* [BRIEF]:
Locate every line in the material below that contains the string "black", and copy each of those lines in full. Case counts.

* [MATERIAL SHOWN]:
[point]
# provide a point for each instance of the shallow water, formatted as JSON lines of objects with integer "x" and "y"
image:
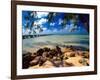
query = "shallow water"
{"x": 74, "y": 40}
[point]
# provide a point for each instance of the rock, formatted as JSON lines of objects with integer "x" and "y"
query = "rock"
{"x": 42, "y": 60}
{"x": 46, "y": 49}
{"x": 26, "y": 58}
{"x": 40, "y": 52}
{"x": 72, "y": 54}
{"x": 35, "y": 61}
{"x": 45, "y": 54}
{"x": 69, "y": 64}
{"x": 56, "y": 63}
{"x": 58, "y": 49}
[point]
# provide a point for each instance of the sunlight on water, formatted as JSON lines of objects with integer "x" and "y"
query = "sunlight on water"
{"x": 74, "y": 40}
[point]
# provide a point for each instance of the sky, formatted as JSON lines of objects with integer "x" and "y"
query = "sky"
{"x": 52, "y": 27}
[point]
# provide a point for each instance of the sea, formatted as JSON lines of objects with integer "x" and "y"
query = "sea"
{"x": 61, "y": 40}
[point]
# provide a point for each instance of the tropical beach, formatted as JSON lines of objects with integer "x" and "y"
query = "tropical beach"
{"x": 54, "y": 39}
{"x": 42, "y": 52}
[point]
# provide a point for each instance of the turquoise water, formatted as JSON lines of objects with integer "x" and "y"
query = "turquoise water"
{"x": 74, "y": 40}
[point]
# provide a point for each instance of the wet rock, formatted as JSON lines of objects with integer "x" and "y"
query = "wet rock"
{"x": 69, "y": 64}
{"x": 42, "y": 60}
{"x": 59, "y": 50}
{"x": 26, "y": 58}
{"x": 72, "y": 54}
{"x": 45, "y": 54}
{"x": 56, "y": 63}
{"x": 46, "y": 49}
{"x": 35, "y": 61}
{"x": 40, "y": 52}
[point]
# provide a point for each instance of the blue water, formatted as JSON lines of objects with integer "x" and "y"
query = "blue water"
{"x": 74, "y": 40}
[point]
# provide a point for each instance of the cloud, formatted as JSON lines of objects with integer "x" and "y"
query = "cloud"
{"x": 42, "y": 14}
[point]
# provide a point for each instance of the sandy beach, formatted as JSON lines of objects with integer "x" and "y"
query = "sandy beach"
{"x": 55, "y": 56}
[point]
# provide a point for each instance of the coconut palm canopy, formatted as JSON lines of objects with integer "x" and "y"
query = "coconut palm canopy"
{"x": 54, "y": 23}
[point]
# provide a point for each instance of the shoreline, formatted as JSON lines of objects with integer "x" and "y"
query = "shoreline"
{"x": 55, "y": 56}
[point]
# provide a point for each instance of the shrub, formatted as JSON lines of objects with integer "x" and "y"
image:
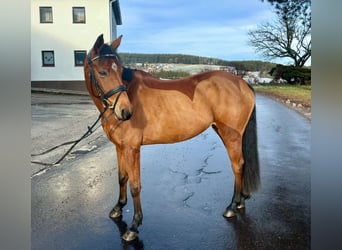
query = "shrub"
{"x": 292, "y": 74}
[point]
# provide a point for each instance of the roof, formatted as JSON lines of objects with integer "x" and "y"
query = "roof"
{"x": 116, "y": 11}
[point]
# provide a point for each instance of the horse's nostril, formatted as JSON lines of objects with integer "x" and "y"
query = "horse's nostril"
{"x": 125, "y": 114}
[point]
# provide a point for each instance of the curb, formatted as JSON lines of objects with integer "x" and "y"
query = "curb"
{"x": 59, "y": 91}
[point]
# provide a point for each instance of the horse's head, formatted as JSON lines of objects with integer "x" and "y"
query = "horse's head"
{"x": 103, "y": 72}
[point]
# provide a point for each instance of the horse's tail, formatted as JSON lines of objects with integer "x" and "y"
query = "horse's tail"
{"x": 251, "y": 173}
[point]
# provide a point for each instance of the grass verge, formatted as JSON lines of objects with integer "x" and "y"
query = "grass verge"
{"x": 300, "y": 94}
{"x": 295, "y": 97}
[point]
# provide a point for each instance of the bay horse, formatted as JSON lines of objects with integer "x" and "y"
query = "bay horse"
{"x": 139, "y": 109}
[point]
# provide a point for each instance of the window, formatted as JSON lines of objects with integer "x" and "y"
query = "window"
{"x": 48, "y": 58}
{"x": 79, "y": 55}
{"x": 45, "y": 14}
{"x": 78, "y": 14}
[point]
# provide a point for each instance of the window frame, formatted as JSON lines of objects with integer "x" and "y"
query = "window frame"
{"x": 74, "y": 16}
{"x": 44, "y": 64}
{"x": 42, "y": 17}
{"x": 77, "y": 64}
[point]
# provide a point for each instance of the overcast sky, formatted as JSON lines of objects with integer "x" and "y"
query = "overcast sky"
{"x": 216, "y": 28}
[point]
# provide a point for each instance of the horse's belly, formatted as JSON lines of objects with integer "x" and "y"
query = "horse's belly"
{"x": 174, "y": 131}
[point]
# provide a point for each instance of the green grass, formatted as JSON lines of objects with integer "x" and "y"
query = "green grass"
{"x": 295, "y": 93}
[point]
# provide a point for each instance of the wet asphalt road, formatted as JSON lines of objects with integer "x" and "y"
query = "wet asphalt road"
{"x": 185, "y": 186}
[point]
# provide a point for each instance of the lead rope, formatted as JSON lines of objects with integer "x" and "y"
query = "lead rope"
{"x": 75, "y": 142}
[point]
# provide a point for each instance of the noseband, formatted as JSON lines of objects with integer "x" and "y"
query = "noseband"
{"x": 104, "y": 96}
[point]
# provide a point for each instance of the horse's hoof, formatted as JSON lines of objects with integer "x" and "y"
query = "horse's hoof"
{"x": 240, "y": 206}
{"x": 115, "y": 214}
{"x": 129, "y": 235}
{"x": 229, "y": 213}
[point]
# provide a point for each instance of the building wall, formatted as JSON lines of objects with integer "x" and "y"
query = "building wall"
{"x": 63, "y": 36}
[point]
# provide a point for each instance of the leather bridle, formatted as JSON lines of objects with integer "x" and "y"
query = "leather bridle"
{"x": 101, "y": 94}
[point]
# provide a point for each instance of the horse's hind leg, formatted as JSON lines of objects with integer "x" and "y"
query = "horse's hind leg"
{"x": 233, "y": 143}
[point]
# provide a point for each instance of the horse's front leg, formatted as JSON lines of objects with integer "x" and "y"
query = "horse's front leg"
{"x": 131, "y": 161}
{"x": 116, "y": 212}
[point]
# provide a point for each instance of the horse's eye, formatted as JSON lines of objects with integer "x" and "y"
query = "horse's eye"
{"x": 103, "y": 73}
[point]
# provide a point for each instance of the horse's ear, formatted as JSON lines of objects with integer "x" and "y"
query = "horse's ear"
{"x": 116, "y": 43}
{"x": 98, "y": 44}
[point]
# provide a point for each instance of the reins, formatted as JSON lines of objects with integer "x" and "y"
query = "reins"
{"x": 104, "y": 98}
{"x": 74, "y": 143}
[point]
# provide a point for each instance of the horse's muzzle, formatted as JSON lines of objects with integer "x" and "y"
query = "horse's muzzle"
{"x": 125, "y": 115}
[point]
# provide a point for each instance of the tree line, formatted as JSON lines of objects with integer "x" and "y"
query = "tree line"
{"x": 133, "y": 58}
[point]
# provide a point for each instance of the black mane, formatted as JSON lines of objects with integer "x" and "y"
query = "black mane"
{"x": 107, "y": 50}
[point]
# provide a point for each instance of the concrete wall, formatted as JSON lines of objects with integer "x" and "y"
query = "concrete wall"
{"x": 63, "y": 36}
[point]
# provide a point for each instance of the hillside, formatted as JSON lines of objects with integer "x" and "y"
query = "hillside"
{"x": 133, "y": 58}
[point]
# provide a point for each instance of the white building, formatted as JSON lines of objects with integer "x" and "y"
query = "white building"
{"x": 62, "y": 33}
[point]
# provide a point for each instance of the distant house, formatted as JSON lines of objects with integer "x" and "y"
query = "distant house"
{"x": 62, "y": 32}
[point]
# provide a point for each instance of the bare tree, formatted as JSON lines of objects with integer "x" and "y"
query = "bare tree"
{"x": 289, "y": 36}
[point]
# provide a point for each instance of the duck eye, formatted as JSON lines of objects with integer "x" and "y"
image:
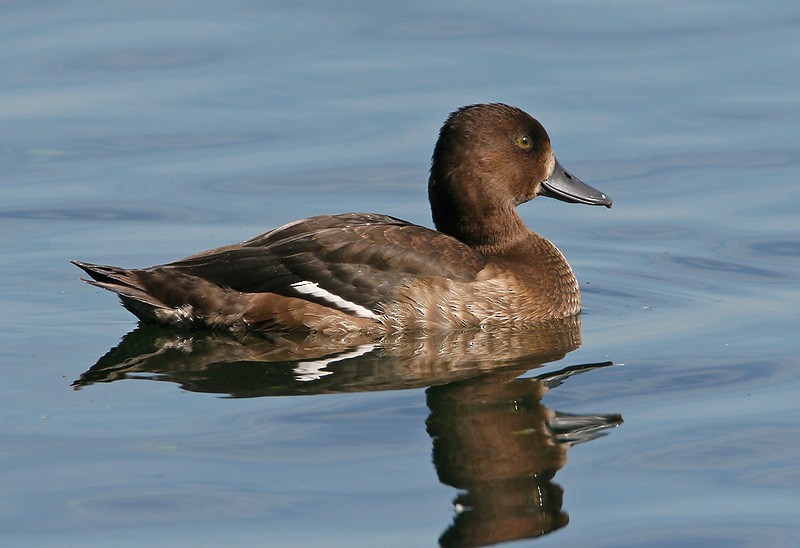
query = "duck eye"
{"x": 524, "y": 142}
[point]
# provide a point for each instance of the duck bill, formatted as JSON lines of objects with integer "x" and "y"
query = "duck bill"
{"x": 564, "y": 186}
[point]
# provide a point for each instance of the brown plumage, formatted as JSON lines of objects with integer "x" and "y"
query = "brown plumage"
{"x": 372, "y": 272}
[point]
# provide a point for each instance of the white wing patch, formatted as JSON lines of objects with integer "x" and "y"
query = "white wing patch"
{"x": 311, "y": 288}
{"x": 313, "y": 370}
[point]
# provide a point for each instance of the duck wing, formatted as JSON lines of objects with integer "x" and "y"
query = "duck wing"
{"x": 351, "y": 262}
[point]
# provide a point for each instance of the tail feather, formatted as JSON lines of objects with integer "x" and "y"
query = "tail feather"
{"x": 120, "y": 281}
{"x": 164, "y": 296}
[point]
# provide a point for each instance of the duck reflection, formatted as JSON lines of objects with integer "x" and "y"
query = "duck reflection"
{"x": 493, "y": 440}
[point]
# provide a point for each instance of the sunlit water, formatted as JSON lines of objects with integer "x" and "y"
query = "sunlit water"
{"x": 136, "y": 134}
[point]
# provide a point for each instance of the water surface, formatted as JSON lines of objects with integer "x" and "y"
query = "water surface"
{"x": 136, "y": 134}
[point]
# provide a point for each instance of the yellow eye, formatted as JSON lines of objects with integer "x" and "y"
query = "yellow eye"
{"x": 524, "y": 142}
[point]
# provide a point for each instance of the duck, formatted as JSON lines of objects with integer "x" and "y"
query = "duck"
{"x": 333, "y": 274}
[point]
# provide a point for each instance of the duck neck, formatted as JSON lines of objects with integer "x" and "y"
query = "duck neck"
{"x": 482, "y": 222}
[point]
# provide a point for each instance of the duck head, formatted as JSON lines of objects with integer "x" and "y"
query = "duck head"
{"x": 488, "y": 159}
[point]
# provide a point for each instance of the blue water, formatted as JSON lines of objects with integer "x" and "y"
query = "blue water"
{"x": 134, "y": 134}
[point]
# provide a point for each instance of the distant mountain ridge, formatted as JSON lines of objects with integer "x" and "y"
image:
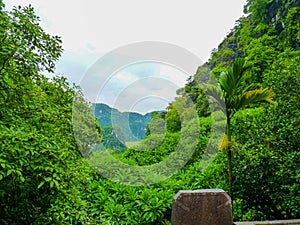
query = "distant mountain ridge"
{"x": 126, "y": 126}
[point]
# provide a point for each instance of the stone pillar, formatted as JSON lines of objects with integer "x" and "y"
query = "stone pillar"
{"x": 202, "y": 207}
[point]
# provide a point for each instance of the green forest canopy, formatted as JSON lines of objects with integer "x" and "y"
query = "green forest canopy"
{"x": 45, "y": 180}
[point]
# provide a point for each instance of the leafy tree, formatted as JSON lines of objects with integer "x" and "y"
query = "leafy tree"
{"x": 40, "y": 163}
{"x": 238, "y": 95}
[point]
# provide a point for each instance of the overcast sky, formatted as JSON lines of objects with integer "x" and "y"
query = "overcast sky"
{"x": 92, "y": 28}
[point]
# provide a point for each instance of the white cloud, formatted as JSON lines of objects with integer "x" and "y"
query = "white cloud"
{"x": 91, "y": 28}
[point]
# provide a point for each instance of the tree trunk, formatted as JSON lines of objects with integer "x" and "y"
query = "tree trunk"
{"x": 229, "y": 158}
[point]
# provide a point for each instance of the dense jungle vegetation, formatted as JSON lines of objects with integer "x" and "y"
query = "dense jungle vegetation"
{"x": 45, "y": 180}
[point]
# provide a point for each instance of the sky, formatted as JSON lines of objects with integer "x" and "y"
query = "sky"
{"x": 91, "y": 29}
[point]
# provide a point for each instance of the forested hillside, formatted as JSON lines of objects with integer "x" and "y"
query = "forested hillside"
{"x": 120, "y": 128}
{"x": 44, "y": 178}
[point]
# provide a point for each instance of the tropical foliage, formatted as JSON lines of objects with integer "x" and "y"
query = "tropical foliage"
{"x": 44, "y": 178}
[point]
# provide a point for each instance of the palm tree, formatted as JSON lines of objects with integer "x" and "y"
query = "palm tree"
{"x": 238, "y": 95}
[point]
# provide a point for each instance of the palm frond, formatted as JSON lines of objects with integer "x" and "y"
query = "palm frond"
{"x": 255, "y": 96}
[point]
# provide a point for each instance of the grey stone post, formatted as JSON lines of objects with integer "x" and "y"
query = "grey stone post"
{"x": 202, "y": 207}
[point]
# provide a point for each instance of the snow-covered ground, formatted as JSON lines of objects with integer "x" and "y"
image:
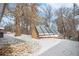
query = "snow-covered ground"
{"x": 45, "y": 43}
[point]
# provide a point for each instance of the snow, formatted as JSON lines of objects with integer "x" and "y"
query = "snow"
{"x": 44, "y": 43}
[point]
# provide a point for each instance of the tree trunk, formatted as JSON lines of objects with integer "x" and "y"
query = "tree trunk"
{"x": 17, "y": 24}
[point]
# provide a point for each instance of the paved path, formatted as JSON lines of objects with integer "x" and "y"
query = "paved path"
{"x": 64, "y": 48}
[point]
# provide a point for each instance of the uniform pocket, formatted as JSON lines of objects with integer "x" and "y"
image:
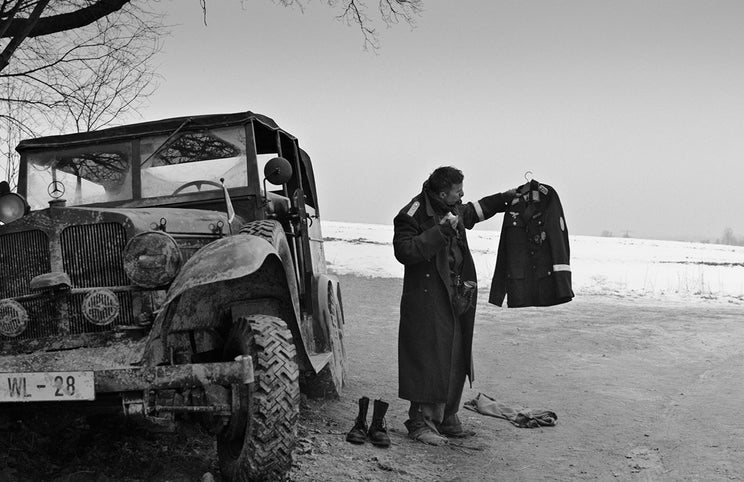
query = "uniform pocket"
{"x": 516, "y": 287}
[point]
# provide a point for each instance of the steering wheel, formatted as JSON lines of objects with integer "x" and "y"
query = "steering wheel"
{"x": 198, "y": 184}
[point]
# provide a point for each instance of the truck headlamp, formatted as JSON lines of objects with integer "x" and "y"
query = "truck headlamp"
{"x": 12, "y": 207}
{"x": 152, "y": 259}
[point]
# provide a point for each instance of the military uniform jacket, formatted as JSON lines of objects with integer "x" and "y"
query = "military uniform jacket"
{"x": 532, "y": 264}
{"x": 427, "y": 318}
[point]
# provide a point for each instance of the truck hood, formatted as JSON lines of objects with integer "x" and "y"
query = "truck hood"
{"x": 134, "y": 220}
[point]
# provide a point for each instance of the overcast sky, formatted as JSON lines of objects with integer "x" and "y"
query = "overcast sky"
{"x": 633, "y": 110}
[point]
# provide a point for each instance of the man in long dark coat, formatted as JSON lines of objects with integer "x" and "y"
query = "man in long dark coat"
{"x": 436, "y": 326}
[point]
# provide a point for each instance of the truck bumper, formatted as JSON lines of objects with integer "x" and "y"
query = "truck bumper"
{"x": 167, "y": 377}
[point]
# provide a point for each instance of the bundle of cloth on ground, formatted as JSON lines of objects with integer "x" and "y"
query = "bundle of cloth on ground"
{"x": 521, "y": 417}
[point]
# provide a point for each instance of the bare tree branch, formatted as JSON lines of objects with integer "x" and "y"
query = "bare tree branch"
{"x": 66, "y": 21}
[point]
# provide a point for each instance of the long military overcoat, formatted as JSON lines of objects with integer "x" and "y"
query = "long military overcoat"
{"x": 427, "y": 317}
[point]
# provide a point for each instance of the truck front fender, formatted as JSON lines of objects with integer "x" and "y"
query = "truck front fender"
{"x": 224, "y": 259}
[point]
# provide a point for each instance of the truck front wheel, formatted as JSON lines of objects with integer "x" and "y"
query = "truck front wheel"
{"x": 257, "y": 442}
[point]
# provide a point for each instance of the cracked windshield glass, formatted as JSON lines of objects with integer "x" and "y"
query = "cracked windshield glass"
{"x": 103, "y": 172}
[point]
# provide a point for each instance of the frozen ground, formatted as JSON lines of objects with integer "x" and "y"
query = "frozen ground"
{"x": 618, "y": 267}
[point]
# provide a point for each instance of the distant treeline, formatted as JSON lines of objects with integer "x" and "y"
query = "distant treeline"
{"x": 728, "y": 238}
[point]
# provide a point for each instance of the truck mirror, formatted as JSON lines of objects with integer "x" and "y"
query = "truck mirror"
{"x": 278, "y": 171}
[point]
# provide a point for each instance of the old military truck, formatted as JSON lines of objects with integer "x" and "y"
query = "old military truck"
{"x": 175, "y": 269}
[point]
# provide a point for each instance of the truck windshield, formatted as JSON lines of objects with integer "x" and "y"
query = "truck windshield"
{"x": 82, "y": 175}
{"x": 175, "y": 166}
{"x": 167, "y": 166}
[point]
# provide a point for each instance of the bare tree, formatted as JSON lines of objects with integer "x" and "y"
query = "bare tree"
{"x": 83, "y": 64}
{"x": 80, "y": 66}
{"x": 355, "y": 12}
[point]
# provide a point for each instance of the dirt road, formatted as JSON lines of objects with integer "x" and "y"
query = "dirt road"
{"x": 642, "y": 392}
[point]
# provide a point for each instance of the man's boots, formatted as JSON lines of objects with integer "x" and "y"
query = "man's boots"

* [EXPECTED ANSWER]:
# provide a point for each instance of the black mane, formatted as JSON lines of objects with integer "x" and "y"
query = "black mane"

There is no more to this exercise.